СПИСОК ЗАДАНИЙ ::
a) Приведите повторно дословный отрывок из фрагмента документа: от слов «Набоков. Память, говори» до слов «когда-то Володя Набоков.» включительно.
b) Ответьте по фрагменту документа на вопросы, помечая ответы так же:
(i) Из какого города приезжает Алика?
(ii) Где изучает русскую литературу дочь фрау Штефани?
(iii) Сколько лет Вольфгангу?

ФРАГМЕНТ ДОКУМЕНТА ::
::::::::::

Память говорит

Берлин, река Шпрее, мост

 

 

О рассказе «Весна» Ксении Кумм. Путешествие по завиткам спирали

 

Спираль — одухотворение круга. В ней, разомкнувшись и раскрывшись,

круг перестаёт быть порочным, он получает свободу.

Набоков. Память, говори

 

I. Летя по парковым аллеям

Темноволосая Алика из Ташкента, девушка с цветаевским каре, образованная любительница литературы, умница, романтическая натура, говорящая по-русски и по-английски, приезжает в Берлин, где говорят по-немецки. Поселяется Алика у фрау Штефани, исследовательницы творчества Набокова, в комнате её дочери, отправившейся изучать русскую литературу в Кембридж, где учился когда-то Володя Набоков.

Немецкий Алика будет изучать на курсах в Высшей народной школе. Курсы ведёт тридцатипятилетний Вольфганг, знающий много языков и не понимающий только одного: женского.

::::::::::

СОДЕРЖИМОЕ НАБОРА ДАННЫХ ::
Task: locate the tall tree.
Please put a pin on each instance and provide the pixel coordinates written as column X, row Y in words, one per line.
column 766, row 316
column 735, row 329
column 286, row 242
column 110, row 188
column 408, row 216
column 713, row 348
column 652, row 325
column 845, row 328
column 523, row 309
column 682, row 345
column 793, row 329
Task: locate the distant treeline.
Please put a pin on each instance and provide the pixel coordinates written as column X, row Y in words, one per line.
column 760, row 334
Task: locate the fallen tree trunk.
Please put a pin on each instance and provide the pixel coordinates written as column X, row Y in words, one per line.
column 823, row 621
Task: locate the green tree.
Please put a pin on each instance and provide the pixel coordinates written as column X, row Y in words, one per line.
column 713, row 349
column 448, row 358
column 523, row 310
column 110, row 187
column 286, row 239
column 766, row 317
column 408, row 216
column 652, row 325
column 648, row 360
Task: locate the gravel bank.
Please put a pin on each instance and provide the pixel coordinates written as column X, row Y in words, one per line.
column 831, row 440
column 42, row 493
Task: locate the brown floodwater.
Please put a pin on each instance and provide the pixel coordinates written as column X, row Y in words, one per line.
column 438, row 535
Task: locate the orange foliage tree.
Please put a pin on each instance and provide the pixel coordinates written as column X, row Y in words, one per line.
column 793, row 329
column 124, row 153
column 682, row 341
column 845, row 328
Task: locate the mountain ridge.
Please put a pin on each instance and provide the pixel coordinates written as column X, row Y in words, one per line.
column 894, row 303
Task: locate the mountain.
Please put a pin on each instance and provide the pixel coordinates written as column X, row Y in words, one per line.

::::::::::

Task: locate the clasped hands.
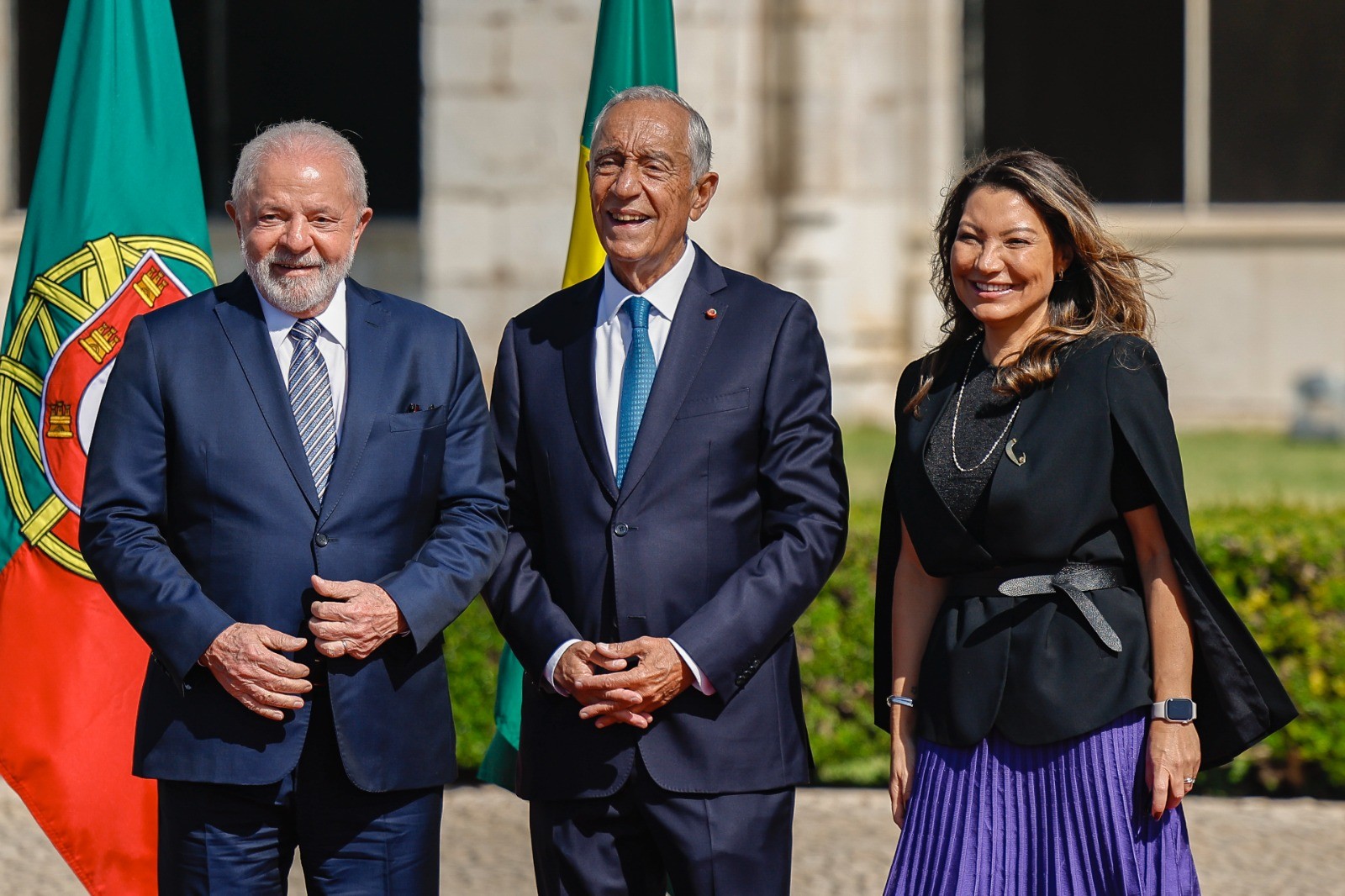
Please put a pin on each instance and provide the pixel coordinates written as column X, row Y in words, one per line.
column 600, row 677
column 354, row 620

::::::::::

ОЖИДАЕМЫЕ ОТВЕТЫ ::
a)
Набоков. Память, говори

 

I. Летя по парковым аллеям

Темноволосая Алика из Ташкента, девушка с цветаевским каре, образованная любительница литературы, умница, романтическая натура, говорящая по-русски и по-английски, приезжает в Берлин, где говорят по-немецки. Поселяется Алика у фрау Штефани, исследовательницы творчества Набокова, в комнате её дочери, отправившейся изучать русскую литературу в Кембридж, где учился когда-то Володя Набоков.

b)
(i) Из Ташкента.
(ii) В Кембридже.
(iii) Тридцать пять.